**Input data**
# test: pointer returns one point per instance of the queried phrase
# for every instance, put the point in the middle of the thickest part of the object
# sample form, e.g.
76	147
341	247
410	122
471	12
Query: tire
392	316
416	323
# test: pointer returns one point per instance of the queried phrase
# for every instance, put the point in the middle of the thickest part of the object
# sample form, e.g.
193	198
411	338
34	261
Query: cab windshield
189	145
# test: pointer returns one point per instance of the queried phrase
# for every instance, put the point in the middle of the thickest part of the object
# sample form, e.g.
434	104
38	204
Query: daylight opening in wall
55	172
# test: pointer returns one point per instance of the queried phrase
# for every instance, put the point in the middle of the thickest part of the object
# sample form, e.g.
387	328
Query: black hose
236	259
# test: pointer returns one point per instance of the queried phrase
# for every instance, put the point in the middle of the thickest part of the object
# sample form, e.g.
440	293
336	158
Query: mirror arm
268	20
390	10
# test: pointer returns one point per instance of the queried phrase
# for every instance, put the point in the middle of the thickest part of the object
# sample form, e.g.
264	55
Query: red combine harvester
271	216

**Description of the task**
The records above need copying. Do it exactly.

**Finished task**
# test: pointer returns one point per instance of the queried phrase
# for every instance, put the point in the middle of the thickest part of the object
# sample form, e.g.
76	147
341	247
410	122
471	12
Query: tire
392	316
416	323
# test: pointer returns one point per instance of the queried phrase
# for every instance, put the point in the middle of the thickest part of the object
# sample form, e.g.
193	198
411	338
34	261
Query: cab windshield
189	145
# test: pointer returns one point per instance of the queried phrase
# for every instance, put the point in the middle of the thickest part of the object
# sample form, e.g.
434	104
38	204
Query: daylight opening in wall
55	172
# test: pointer returns one point per instance of the queried phrase
# for every instance, put the point in the middle of the thickest part of the object
# sample form, e.g.
387	328
Query: black hose
236	259
# test: pointer returns one point per instance of the queried phrase
# for every instance, put the point in the middle of the thickest part of the object
# sample form, e.g.
440	293
336	158
Query: mirror arm
268	20
390	10
# test: pointer returns one point per instance of the queried phrase
# for every instance, put the point in the middle of the thickest part of the object
# sample form, e.g.
264	55
Query: red combine harvester
271	216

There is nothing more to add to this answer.